___ Provided information ___
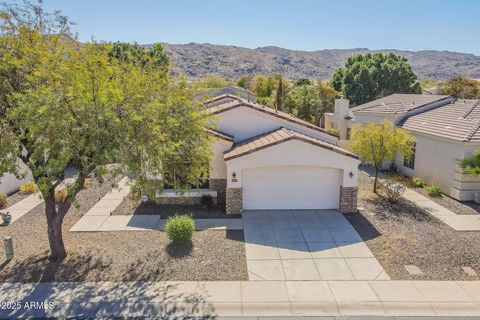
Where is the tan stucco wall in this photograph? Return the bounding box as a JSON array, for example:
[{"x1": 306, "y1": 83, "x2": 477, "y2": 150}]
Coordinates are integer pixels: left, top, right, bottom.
[{"x1": 397, "y1": 132, "x2": 480, "y2": 200}]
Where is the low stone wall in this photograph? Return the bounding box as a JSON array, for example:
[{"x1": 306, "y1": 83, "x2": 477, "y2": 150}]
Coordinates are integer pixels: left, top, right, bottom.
[
  {"x1": 208, "y1": 179, "x2": 227, "y2": 203},
  {"x1": 338, "y1": 186, "x2": 358, "y2": 213},
  {"x1": 226, "y1": 188, "x2": 243, "y2": 214}
]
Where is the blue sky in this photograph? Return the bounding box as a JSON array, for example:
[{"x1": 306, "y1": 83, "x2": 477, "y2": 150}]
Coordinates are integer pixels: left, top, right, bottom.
[{"x1": 38, "y1": 0, "x2": 480, "y2": 55}]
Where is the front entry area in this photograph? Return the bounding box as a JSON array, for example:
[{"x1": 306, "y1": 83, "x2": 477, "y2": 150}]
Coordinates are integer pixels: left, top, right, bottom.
[{"x1": 243, "y1": 166, "x2": 341, "y2": 210}]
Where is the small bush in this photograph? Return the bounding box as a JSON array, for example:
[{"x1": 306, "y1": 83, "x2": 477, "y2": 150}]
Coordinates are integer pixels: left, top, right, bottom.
[
  {"x1": 327, "y1": 128, "x2": 340, "y2": 137},
  {"x1": 425, "y1": 183, "x2": 442, "y2": 198},
  {"x1": 83, "y1": 179, "x2": 92, "y2": 189},
  {"x1": 20, "y1": 181, "x2": 38, "y2": 194},
  {"x1": 55, "y1": 189, "x2": 68, "y2": 203},
  {"x1": 0, "y1": 193, "x2": 8, "y2": 209},
  {"x1": 412, "y1": 177, "x2": 425, "y2": 188},
  {"x1": 200, "y1": 194, "x2": 213, "y2": 209},
  {"x1": 380, "y1": 177, "x2": 405, "y2": 203},
  {"x1": 165, "y1": 214, "x2": 195, "y2": 243}
]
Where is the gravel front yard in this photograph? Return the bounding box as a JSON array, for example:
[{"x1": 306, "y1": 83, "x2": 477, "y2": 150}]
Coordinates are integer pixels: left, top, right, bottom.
___
--- Exercise requirements ---
Begin at the line that contains "Where is the small" and stop after the last line of the records, then write out all of those lines again with the requests included. Shift every bounding-box coordinate in the answers up by 88, and keep the requests and their sample coordinates unchanged.

--- Exercise result ---
Where is the small bush in this photograph? Return the bounding box as a JSON array, for example:
[{"x1": 306, "y1": 83, "x2": 477, "y2": 150}]
Coordinates are integer pixels: left, top, right, bottom.
[
  {"x1": 415, "y1": 216, "x2": 428, "y2": 225},
  {"x1": 513, "y1": 271, "x2": 530, "y2": 286},
  {"x1": 171, "y1": 267, "x2": 180, "y2": 277},
  {"x1": 108, "y1": 269, "x2": 126, "y2": 282},
  {"x1": 143, "y1": 277, "x2": 156, "y2": 291},
  {"x1": 88, "y1": 281, "x2": 96, "y2": 297},
  {"x1": 500, "y1": 265, "x2": 513, "y2": 276},
  {"x1": 288, "y1": 282, "x2": 301, "y2": 297},
  {"x1": 468, "y1": 265, "x2": 493, "y2": 291},
  {"x1": 253, "y1": 302, "x2": 283, "y2": 331}
]
Where is the gravel front yard in this photograph? Return the bounding box as a JSON array, for example:
[{"x1": 306, "y1": 83, "x2": 477, "y2": 150}]
Coordinates are integer pixels: left, top, right, bottom.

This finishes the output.